→ ESTRATTO FORNITO:

=-=-=

Ballata per le nostre anime di Mauro Garofalo – Una danza di vendette e riscatti

Chiedersi se esista o meno un destino già scritto per ognuno di noi è una domanda che almeno una volta ci siamo posti tutti. Domandarsi quanto le nostre azioni determinino ciò che siamo e diventeremo dovrebbe costituire uno spunto di riflessione costante. Troppo spesso, invece, ci ritroviamo a pensare e constatare come siano i pregiudizi, le dicerie o una singola azione sbagliata a fornire una immagine di noi che non ci rappresenta e nella quale sentiamo di non entrare affatto.

Queste domande e riflessioni sono il centro dell’ultimo romanzo di Mauro Garofalo, dal titolo Ballata per le nostre anime. L’autore prova, e riesce, a dare voce a una storia di più di un secolo fa e ambientata in una piccolissima borgata nel cuore della Val Brembana.

=-=-=

→ DATI ESTRATTI:
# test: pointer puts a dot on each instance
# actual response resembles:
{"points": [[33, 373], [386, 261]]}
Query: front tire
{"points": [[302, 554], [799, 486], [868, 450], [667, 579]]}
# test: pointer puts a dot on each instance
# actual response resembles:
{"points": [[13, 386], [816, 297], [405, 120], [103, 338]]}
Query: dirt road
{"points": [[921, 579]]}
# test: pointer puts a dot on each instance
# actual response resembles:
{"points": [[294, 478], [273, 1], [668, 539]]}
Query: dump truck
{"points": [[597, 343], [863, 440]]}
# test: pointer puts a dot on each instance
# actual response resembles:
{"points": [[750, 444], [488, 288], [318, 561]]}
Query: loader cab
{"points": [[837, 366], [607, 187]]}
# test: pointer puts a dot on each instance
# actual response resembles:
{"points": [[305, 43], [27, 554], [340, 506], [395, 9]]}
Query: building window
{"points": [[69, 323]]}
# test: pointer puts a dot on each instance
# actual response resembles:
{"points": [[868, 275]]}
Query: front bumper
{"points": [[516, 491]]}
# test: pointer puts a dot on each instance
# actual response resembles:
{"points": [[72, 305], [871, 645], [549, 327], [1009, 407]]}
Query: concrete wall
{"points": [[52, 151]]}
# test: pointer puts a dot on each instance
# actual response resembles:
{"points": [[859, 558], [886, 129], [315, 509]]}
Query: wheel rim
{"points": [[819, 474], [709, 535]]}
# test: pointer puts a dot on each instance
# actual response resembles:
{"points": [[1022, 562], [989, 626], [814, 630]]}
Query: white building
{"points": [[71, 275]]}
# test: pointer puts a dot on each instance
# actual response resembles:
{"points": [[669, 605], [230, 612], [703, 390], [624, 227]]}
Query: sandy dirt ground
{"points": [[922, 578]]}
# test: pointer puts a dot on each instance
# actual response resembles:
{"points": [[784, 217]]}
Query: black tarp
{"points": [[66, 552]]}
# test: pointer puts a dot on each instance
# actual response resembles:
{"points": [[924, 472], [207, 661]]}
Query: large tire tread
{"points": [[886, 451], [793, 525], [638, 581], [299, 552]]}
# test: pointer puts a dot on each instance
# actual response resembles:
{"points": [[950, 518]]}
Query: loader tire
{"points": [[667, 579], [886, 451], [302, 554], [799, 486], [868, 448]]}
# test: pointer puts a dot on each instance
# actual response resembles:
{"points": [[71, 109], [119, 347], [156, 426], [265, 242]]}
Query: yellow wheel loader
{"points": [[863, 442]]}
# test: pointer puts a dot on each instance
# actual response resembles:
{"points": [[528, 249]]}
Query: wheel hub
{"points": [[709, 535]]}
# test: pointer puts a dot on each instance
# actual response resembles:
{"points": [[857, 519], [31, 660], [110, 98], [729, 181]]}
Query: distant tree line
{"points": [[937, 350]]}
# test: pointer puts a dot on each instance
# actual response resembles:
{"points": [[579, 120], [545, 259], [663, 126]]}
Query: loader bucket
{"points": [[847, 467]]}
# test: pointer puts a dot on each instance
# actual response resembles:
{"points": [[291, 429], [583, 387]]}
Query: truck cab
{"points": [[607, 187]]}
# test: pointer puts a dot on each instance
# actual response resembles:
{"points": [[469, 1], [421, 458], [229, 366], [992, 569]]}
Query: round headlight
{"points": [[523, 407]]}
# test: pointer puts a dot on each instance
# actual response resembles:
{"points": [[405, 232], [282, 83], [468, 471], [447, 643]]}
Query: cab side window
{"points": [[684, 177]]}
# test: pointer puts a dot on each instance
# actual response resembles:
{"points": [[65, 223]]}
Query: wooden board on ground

=-=-=

→ PROBLEMI DA RISOLVERE:
1. Trascrivi il passo della recensione di Ballata per le nostre anime che comincia con "Chiedersi se esista" e termina con "della Val Brembana.".
2. Riassumi in due frasi la recensione di Ballata per le nostre anime.

→ RISULTATI IN ORDINE:
1.
Chiedersi se esista o meno un destino già scritto per ognuno di noi è una domanda che almeno una volta ci siamo posti tutti. Domandarsi quanto le nostre azioni determinino ciò che siamo e diventeremo dovrebbe costituire uno spunto di riflessione costante. Troppo spesso, invece, ci ritroviamo a pensare e constatare come siano i pregiudizi, le dicerie o una singola azione sbagliata a fornire una immagine di noi che non ci rappresenta e nella quale sentiamo di non entrare affatto.

Queste domande e riflessioni sono il centro dell’ultimo romanzo di Mauro Garofalo, dal titolo Ballata per le nostre anime. L’autore prova, e riesce, a dare voce a una storia di più di un secolo fa e ambientata in una piccolissima borgata nel cuore della Val Brembana.

2. Ci si chiede se esista un destino già scritto e quanto le nostre azioni determinino ciò che siamo, mentre spesso pregiudizi, dicerie o una singola azione sbagliata danno di noi un'immagine che non ci rappresenta. Queste domande sono al centro di Ballata per le nostre anime, l'ultimo romanzo di Mauro Garofalo, che riesce a dare voce a una storia di più di un secolo fa ambientata in una piccolissima borgata nel cuore della Val Brembana.